■ Task details: Extract the complete listing and output it unchanged.

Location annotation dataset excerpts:
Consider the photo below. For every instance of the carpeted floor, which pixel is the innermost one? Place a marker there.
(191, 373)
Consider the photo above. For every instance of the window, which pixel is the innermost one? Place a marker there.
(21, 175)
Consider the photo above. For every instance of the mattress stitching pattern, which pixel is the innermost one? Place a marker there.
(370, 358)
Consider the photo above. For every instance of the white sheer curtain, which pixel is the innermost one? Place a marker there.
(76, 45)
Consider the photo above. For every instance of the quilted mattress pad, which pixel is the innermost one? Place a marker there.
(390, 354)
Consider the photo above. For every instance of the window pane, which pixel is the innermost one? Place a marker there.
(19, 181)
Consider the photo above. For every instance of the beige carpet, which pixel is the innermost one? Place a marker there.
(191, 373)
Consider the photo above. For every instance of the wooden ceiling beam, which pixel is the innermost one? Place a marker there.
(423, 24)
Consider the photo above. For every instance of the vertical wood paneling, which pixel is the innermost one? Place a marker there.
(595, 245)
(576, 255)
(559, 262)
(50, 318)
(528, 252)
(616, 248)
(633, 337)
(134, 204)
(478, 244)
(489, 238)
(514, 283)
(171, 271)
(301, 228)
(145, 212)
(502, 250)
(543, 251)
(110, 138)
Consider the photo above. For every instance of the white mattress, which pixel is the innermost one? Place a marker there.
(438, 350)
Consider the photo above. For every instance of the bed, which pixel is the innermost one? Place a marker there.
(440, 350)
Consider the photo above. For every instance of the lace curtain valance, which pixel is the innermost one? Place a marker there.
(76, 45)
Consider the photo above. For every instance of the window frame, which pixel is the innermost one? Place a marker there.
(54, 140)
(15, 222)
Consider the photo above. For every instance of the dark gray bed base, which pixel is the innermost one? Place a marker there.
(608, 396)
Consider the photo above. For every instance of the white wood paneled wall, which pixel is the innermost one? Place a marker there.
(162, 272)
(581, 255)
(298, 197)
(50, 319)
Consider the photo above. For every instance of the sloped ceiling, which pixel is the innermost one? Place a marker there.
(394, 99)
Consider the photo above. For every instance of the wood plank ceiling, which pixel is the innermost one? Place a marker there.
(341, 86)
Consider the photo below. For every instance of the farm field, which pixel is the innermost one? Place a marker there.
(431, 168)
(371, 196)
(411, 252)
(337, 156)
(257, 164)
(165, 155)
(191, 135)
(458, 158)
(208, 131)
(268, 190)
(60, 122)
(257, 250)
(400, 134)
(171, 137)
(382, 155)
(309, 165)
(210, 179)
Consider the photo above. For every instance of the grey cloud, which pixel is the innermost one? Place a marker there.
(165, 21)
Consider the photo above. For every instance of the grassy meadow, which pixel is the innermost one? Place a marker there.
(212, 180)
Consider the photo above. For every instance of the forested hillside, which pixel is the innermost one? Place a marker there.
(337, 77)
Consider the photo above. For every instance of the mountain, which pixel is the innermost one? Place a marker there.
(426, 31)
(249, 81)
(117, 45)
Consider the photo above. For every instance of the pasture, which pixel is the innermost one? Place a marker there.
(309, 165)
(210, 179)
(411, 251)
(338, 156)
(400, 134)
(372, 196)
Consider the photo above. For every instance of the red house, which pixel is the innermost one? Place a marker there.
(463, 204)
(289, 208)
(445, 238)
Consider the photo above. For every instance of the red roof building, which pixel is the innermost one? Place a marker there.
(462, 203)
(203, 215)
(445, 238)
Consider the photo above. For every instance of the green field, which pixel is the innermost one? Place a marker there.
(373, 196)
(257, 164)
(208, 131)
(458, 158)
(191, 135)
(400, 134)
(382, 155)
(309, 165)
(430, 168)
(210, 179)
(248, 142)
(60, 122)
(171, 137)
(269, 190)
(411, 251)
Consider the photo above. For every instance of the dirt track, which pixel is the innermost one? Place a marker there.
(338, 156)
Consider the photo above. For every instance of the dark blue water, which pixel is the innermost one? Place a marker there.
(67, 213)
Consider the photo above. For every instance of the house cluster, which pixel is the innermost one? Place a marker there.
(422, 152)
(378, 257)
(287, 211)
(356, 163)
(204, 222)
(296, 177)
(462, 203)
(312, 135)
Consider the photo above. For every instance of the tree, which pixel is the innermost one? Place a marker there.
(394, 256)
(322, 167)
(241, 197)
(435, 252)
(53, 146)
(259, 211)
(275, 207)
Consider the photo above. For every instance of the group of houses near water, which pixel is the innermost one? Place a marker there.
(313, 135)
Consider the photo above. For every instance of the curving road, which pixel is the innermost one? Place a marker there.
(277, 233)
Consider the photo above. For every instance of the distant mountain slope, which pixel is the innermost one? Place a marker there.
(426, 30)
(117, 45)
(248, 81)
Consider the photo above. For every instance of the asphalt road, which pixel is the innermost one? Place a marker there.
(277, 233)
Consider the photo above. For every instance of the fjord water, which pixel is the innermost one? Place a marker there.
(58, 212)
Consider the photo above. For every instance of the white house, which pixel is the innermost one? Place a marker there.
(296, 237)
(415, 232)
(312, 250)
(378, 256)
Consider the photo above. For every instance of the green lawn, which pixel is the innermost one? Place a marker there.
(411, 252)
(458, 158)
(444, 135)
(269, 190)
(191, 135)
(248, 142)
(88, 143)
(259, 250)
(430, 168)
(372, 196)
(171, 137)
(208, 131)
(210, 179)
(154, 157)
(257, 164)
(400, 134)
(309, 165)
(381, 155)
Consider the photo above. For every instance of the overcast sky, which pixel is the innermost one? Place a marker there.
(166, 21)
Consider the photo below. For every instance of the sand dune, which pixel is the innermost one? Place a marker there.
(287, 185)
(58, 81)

■ Written solution:
Consider the photo below. For every instance of the carpeted floor, which pixel is the innermost one? Place a marker there.
(191, 373)
Consider the photo above. For every instance of the window, which pixel is the innermost one? Place a marker there.
(21, 175)
Consider the photo above. For every instance of the mattress stitching pattern, which pixel is the innermost one? Place a marker there.
(370, 358)
Consider the photo above. For every instance of the white sheer curtain, which pixel is the innermost one? Place a marker there.
(76, 45)
Consider the photo above. For every instance of the quilted mattress pad, which pixel is the innermost one? Place a marker there.
(390, 354)
Consider the photo above. For every instance of the window pane, which pixel is the innermost one? Place a marker there.
(19, 181)
Consider the photo above. For every instance of the beige carpet, which pixel is the innermost one? Place a marker there.
(191, 373)
Consider the photo above. For every instance of the wooden ceiling beam, which pixel is the innermost one? Place a marker there.
(423, 24)
Consider the photo above. For every instance of the vertical wood paneling, which pixel is the innermost one? Place a marker there.
(595, 245)
(576, 255)
(559, 262)
(50, 318)
(528, 252)
(616, 248)
(633, 337)
(134, 204)
(478, 244)
(489, 238)
(514, 283)
(171, 271)
(301, 228)
(145, 212)
(502, 250)
(543, 251)
(110, 138)
Consider the photo above. For every instance of the white mattress, which pixel is the innermost one? Place a marker there.
(438, 350)
Consider the photo above. For every instance of the bed, which pixel is the innermost one? Place a marker there.
(440, 350)
Consider the photo above. For every instance of the lace curtain valance, which pixel is the innermost one? Place a marker there.
(76, 45)
Consider the photo above. For every instance of the window frame, which pixel is the innermost one? Place a marker there.
(54, 140)
(15, 222)
Consider the photo above. For every instance of the dark gray bed base, which pixel is the innermost one? Place a marker there.
(608, 396)
Consider the photo above. For every instance of the white wood paneled wall, which pixel is the innermost one? Place a marker there.
(162, 272)
(581, 255)
(298, 197)
(50, 319)
Consider the photo above. For every instance of the sloped ceiling, which pixel is the innermost one? Place a marker there.
(394, 99)
Consider the photo above. For every instance of the wood plank ceiling, which pixel is the innermost one? Place a marker there.
(341, 86)
Consider the photo below. For every instance of the farm field, which pixel is the innermost one? Place a marker there.
(431, 168)
(371, 196)
(411, 252)
(337, 156)
(257, 164)
(165, 155)
(191, 135)
(458, 158)
(208, 131)
(268, 190)
(60, 122)
(257, 250)
(400, 134)
(171, 137)
(382, 155)
(309, 165)
(210, 179)
Consider the photo above. For every instance of the grey cloud, which pixel is the innermost one? Place a marker there.
(165, 21)
Consider the photo above. For every instance of the grassy meadow, which pixel is the innermost one? Place a marker there.
(212, 180)
Consider the photo above. For every instance of the forested hillside, which pixel is the innermost one? Place a marker there.
(337, 77)
Consider the photo above. For every instance of the mountain, which pixel is the innermost one? Place a marker there.
(426, 31)
(249, 81)
(117, 45)
Consider the photo above. For every instance of the pasture, which pixel is the innermost one? Place a marker there.
(309, 165)
(210, 179)
(411, 251)
(338, 156)
(400, 134)
(372, 196)
Consider the photo above. For every instance of the red house, which pixel is the innermost one? Place a marker there.
(463, 204)
(289, 208)
(445, 238)
Consider the photo above. For every instance of the red roof building, which pixel is the innermost one? Place a marker there.
(462, 203)
(203, 215)
(445, 238)
Consider the photo above. For every instance of the green field, which pixel is the innermost one? Place a marker there.
(373, 196)
(257, 164)
(208, 131)
(458, 158)
(191, 135)
(400, 134)
(382, 155)
(309, 165)
(430, 168)
(210, 179)
(248, 142)
(60, 122)
(171, 137)
(269, 190)
(411, 251)
Consider the photo above. For every instance of the dirt track, which pixel is the innermost one? Place a marker there.
(338, 156)
Consider the photo above. For every instance of the dark blue water, which pixel is the innermost one? Place a marker there.
(67, 213)
Consider the photo above. For every instance of the house cluster, which pixel is the innermost one? Place a marker there.
(422, 152)
(378, 257)
(287, 211)
(356, 163)
(204, 222)
(296, 177)
(462, 203)
(312, 135)
Consider the photo above. For every instance of the tree, which pixel is the innermost one? Place a marker there.
(394, 256)
(322, 167)
(241, 197)
(435, 252)
(53, 146)
(259, 211)
(275, 207)
Consider the photo above. For every instance of the group of houses near water, which pixel is the innermost one? Place a marker there.
(313, 135)
Consider the photo above. For every instance of the curving road, which pixel is the innermost one? Place a marker there.
(277, 233)
Consider the photo above. For every instance of the distant mountain slope, which pixel is the innermost one? Place a marker there.
(426, 30)
(117, 45)
(248, 81)
Consider the photo above. For every instance of the asphalt road, which pixel is the innermost one? Place a marker there.
(277, 233)
Consider the photo above. For every instance of the fjord water, which pixel is the innermost one? Place a marker there.
(58, 212)
Consider the photo above. For every instance of the white house, which pixel is the innermost one? Place a marker there.
(296, 237)
(415, 232)
(312, 250)
(378, 256)
Consider the photo above. For every instance of the green lawn, which pixel is the innermost one? Place a marker there.
(411, 252)
(458, 158)
(444, 135)
(269, 190)
(191, 135)
(248, 142)
(88, 143)
(259, 250)
(430, 168)
(372, 196)
(171, 137)
(208, 131)
(210, 179)
(154, 157)
(257, 164)
(400, 134)
(309, 165)
(381, 155)
Consider the photo above. For every instance of the overcast sky, which pixel is the innermost one? Place a marker there.
(166, 21)
Consider the photo below. For every instance of the sand dune, which pixel is the innermost one? Place a marker there.
(287, 185)
(58, 81)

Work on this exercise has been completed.